Dataset records START
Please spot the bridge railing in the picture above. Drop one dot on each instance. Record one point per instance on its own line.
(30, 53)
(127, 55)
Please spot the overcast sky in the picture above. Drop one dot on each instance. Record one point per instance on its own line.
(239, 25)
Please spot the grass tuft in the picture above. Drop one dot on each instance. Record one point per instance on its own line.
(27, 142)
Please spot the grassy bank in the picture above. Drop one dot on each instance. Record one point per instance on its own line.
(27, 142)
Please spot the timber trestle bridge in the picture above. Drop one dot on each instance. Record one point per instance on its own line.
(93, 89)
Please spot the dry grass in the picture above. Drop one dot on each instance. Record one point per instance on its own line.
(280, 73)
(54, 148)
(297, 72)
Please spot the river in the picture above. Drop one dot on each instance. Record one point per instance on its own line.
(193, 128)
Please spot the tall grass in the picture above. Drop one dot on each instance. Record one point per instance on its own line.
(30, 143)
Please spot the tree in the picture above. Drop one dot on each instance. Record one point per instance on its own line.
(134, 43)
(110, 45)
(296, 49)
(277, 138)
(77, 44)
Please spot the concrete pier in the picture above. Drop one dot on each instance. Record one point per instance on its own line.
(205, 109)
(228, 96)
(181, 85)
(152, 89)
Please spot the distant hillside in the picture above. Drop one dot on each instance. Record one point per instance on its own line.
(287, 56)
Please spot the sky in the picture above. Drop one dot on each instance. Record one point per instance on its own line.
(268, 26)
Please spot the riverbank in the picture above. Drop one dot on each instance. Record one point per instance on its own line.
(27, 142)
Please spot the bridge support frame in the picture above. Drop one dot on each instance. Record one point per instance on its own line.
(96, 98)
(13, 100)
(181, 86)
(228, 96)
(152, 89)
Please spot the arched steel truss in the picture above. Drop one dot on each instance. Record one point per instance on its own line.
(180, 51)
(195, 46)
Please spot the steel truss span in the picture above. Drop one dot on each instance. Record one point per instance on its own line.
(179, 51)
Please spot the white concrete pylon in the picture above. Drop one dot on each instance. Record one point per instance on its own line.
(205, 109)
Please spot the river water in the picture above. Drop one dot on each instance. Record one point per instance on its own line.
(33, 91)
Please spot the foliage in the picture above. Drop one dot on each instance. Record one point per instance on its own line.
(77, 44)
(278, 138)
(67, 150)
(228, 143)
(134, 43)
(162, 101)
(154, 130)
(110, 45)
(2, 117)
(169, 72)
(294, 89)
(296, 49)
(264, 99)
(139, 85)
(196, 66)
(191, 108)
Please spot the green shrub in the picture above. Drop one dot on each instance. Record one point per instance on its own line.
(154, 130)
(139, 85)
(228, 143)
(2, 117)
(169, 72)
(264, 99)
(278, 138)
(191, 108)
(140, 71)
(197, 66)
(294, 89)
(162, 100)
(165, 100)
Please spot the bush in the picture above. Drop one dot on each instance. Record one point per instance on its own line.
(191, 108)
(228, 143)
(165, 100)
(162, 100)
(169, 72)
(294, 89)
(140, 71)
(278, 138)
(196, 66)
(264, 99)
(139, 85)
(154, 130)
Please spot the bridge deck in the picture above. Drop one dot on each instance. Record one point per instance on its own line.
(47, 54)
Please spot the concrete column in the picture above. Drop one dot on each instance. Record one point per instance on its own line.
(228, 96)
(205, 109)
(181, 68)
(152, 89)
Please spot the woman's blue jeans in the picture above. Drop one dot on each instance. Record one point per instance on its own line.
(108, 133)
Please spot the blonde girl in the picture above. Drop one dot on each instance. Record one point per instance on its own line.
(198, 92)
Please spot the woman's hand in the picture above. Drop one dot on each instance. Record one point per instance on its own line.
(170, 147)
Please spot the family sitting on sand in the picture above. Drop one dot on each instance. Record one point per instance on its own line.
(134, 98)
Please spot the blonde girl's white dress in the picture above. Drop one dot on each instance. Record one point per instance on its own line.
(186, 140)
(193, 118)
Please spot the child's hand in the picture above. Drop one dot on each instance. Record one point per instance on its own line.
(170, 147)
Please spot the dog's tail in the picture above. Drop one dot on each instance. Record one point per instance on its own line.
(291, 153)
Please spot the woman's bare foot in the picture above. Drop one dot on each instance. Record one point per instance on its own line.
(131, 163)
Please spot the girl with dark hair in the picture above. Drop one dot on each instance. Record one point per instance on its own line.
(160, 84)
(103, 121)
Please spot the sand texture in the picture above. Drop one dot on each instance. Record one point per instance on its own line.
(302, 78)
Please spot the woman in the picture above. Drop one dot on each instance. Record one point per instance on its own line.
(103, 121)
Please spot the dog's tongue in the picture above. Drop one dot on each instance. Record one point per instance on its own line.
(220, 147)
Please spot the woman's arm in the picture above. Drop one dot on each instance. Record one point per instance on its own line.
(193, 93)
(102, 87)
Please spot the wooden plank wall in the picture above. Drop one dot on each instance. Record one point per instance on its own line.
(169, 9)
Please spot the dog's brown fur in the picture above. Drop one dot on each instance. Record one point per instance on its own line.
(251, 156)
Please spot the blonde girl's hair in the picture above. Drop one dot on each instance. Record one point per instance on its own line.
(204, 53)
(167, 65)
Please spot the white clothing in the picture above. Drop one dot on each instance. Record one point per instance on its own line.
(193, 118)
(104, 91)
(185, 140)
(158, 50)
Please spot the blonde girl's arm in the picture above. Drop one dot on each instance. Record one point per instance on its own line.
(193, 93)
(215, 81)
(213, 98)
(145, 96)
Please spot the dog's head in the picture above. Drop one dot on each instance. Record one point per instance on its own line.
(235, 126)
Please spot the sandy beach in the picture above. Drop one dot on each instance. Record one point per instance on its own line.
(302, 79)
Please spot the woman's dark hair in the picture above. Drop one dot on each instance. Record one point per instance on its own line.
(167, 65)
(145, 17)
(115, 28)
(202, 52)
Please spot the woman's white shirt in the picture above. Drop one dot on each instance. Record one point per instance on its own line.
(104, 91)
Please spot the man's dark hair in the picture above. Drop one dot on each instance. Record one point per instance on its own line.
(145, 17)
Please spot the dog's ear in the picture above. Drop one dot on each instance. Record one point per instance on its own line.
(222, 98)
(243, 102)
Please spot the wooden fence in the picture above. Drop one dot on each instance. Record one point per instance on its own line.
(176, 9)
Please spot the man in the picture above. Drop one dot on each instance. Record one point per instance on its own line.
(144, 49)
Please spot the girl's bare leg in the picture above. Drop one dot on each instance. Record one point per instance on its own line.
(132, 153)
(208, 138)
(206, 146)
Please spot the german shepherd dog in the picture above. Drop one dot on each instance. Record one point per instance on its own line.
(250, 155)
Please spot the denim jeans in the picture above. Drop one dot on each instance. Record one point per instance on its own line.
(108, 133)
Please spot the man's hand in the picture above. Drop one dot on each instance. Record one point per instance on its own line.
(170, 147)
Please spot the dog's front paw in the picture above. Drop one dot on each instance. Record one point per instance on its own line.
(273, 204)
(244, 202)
Dataset records END
Dataset records START
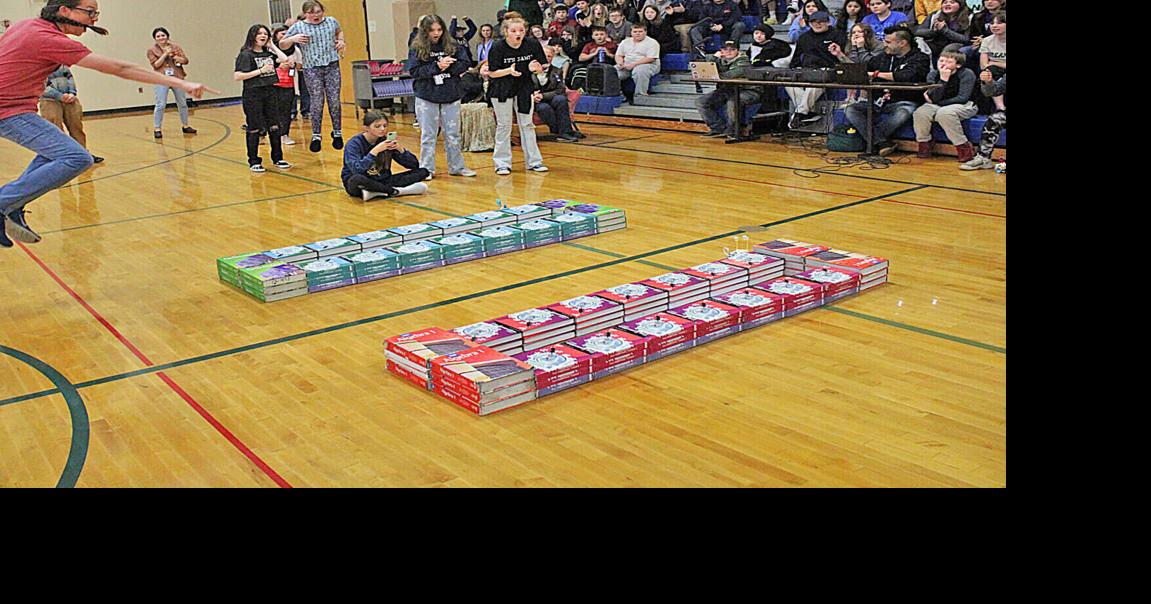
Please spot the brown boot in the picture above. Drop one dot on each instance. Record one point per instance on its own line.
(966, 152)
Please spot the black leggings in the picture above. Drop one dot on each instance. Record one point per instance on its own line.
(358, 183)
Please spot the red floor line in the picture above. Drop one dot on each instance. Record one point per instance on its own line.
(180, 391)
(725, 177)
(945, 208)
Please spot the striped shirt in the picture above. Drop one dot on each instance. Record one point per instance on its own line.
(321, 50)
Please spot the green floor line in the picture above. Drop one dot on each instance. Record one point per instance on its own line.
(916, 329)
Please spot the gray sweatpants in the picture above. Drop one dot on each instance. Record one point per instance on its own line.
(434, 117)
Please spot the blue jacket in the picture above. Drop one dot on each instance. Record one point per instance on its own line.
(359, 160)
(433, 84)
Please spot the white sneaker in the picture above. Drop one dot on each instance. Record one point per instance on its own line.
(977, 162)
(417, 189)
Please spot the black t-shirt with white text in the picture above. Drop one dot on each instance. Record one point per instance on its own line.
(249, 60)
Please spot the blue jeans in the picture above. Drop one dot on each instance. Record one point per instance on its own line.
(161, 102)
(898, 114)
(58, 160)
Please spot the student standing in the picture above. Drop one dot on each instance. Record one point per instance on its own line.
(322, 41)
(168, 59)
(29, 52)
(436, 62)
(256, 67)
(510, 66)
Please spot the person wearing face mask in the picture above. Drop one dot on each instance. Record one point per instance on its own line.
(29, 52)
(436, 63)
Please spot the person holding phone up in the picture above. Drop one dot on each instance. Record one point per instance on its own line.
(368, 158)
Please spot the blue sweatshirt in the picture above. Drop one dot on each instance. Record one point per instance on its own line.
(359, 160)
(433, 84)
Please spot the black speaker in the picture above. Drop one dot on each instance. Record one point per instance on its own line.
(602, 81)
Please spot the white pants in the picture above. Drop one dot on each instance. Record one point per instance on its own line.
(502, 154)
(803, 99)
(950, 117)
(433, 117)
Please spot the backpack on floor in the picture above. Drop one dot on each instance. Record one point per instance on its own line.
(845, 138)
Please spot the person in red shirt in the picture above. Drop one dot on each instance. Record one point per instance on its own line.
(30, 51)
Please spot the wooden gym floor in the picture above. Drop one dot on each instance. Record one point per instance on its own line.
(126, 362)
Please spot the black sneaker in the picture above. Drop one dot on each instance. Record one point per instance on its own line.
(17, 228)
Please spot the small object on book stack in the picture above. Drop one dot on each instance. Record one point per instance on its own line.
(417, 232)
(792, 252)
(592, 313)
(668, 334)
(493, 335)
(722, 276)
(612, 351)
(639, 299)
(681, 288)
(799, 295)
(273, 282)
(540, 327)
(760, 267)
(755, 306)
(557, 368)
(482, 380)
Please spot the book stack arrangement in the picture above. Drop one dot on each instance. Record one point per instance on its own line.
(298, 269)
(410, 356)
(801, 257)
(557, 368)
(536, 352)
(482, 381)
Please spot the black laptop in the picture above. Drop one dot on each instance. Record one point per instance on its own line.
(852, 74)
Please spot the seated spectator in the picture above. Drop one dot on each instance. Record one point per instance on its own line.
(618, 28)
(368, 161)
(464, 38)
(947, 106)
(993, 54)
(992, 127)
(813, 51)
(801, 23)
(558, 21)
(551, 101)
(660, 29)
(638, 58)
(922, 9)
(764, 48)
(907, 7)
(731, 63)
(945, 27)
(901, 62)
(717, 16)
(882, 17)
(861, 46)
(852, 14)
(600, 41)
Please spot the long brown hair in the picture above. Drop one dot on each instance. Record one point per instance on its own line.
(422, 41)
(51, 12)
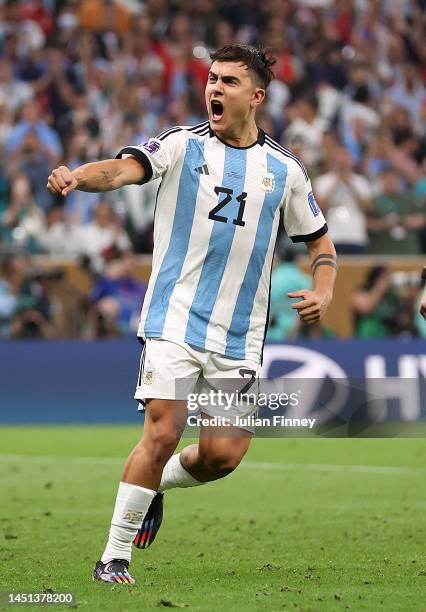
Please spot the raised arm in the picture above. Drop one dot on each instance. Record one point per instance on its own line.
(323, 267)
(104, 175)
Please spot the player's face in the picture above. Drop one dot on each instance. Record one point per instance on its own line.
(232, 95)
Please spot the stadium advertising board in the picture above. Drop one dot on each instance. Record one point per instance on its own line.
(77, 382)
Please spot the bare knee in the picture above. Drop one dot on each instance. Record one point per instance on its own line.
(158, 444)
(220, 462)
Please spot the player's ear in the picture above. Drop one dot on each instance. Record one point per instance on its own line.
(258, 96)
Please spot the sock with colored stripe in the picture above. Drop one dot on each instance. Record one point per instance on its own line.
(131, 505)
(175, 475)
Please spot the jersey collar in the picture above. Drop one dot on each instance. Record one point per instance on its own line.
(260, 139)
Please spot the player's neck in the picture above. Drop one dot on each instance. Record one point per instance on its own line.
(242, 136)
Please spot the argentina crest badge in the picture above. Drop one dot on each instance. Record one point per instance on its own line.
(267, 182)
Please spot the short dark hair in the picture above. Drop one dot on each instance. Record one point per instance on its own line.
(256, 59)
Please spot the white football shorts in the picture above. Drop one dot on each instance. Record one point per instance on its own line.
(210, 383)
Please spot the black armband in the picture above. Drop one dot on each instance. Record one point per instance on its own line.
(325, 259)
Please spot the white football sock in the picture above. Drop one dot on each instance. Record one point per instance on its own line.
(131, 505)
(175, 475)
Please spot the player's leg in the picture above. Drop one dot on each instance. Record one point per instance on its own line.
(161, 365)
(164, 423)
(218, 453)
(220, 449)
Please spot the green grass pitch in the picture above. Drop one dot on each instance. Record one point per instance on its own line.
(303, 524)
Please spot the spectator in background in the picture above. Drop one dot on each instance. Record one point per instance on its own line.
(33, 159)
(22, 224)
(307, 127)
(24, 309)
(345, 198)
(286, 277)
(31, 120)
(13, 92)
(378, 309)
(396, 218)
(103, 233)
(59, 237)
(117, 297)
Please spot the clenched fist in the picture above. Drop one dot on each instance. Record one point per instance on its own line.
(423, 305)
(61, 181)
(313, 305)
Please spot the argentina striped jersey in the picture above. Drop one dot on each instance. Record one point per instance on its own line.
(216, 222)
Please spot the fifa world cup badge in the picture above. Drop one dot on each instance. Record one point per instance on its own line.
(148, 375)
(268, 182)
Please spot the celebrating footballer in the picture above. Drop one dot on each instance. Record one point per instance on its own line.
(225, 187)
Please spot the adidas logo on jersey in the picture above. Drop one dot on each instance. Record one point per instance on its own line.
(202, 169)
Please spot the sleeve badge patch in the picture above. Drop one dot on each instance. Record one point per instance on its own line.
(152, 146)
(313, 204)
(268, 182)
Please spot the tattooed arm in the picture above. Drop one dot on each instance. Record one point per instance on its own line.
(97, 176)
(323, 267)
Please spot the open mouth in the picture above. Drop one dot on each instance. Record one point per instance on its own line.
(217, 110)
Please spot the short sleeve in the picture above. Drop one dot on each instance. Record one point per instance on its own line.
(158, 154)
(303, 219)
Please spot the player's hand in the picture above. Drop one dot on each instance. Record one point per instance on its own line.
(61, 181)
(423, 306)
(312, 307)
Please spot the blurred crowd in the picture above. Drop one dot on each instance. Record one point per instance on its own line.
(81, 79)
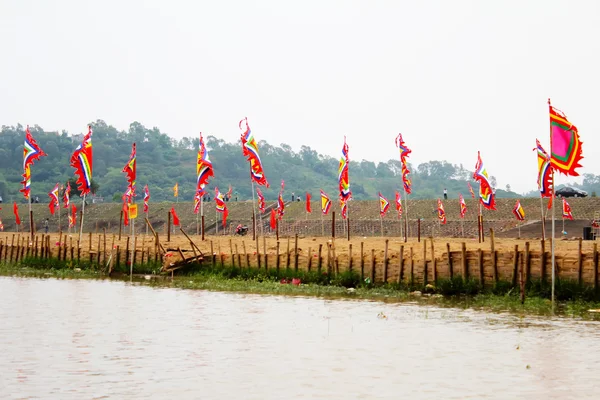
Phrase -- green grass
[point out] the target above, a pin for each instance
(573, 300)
Dataset records END
Dataset records START
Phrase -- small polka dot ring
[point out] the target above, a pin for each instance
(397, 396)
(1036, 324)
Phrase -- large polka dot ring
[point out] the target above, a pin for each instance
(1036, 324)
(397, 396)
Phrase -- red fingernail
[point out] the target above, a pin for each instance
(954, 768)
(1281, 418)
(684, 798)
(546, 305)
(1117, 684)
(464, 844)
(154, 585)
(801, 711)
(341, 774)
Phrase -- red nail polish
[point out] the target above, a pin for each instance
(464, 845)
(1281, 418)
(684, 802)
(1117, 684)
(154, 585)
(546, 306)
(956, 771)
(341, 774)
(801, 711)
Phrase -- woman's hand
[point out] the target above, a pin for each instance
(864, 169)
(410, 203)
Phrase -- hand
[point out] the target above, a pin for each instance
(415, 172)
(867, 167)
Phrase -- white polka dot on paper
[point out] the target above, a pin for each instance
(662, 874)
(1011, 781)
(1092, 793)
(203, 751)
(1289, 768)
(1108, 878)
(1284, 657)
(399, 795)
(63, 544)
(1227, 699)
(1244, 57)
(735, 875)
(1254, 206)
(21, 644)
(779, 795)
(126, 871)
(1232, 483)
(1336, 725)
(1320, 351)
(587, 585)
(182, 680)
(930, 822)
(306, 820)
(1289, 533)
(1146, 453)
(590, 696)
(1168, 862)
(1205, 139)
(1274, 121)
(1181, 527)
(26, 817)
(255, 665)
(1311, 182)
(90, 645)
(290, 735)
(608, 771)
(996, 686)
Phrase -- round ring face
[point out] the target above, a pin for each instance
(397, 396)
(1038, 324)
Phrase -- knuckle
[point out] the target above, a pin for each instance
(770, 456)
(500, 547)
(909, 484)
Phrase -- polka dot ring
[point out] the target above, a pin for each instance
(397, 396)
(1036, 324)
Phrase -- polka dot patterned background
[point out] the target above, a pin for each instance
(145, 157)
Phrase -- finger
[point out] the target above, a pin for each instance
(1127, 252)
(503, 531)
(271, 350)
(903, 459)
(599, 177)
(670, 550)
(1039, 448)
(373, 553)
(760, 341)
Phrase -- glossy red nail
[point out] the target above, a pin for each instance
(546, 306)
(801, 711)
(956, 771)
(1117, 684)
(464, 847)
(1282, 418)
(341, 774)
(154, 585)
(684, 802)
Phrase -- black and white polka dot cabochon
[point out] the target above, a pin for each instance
Dataset records END
Problem details>
If a line in the data above holds the string "polka", copy it.

Result of the exercise>
Phrase -- small polka dot ring
Phrase -- large polka dot ring
Phrase -- white polka dot on paper
Phrase -- polka dot ring
Phrase -- polka dot patterned background
Phrase -- black and white polka dot cabochon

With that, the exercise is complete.